> **Stated problem**:
Substitute "image" for every "photograph" in the records, and keep everything else the same. Write the records out again without the pictures.

Stored items from a collection
►

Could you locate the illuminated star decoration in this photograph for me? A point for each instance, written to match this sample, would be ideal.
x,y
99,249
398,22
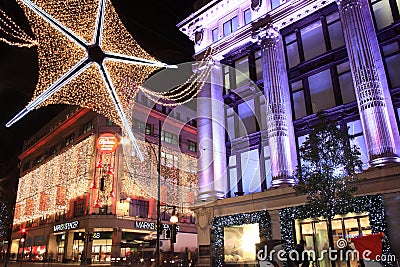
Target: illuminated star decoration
x,y
97,65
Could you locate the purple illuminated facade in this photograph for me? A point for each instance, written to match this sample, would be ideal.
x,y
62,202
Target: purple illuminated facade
x,y
278,63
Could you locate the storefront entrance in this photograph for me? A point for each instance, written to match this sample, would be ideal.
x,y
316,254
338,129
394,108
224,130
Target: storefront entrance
x,y
315,233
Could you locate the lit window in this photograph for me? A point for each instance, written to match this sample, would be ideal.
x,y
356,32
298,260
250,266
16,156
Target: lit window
x,y
247,116
240,242
292,51
214,34
335,30
230,26
312,37
169,137
192,146
299,105
321,91
382,13
247,16
356,138
346,83
250,165
242,71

◄

> **Task solution**:
Could you locate the illuminated star decoration in this image for me? A point for each instance, written to match this sample, would be ideal.
x,y
99,249
398,22
Target: illuminated star decoration
x,y
97,65
Could you locate the purple illuminated facade in this image for me? A point for each instance, written to match this sample, would be ideal.
x,y
62,202
Target: purple illuminated facade
x,y
278,63
Could you locate the storefront entrance in this image for me? A point for each instance, written to match this sample, would be ideal.
x,y
316,254
338,129
394,108
224,130
Target: storefront entrance
x,y
315,233
Could you locate the lit window in this image for me? A point for each instance, written to match this sample, would be ideal.
x,y
356,32
298,260
250,266
16,156
Target: lit window
x,y
247,116
240,242
292,51
214,34
335,30
230,26
312,37
169,137
192,146
299,105
321,91
382,13
247,16
356,138
346,83
250,165
242,71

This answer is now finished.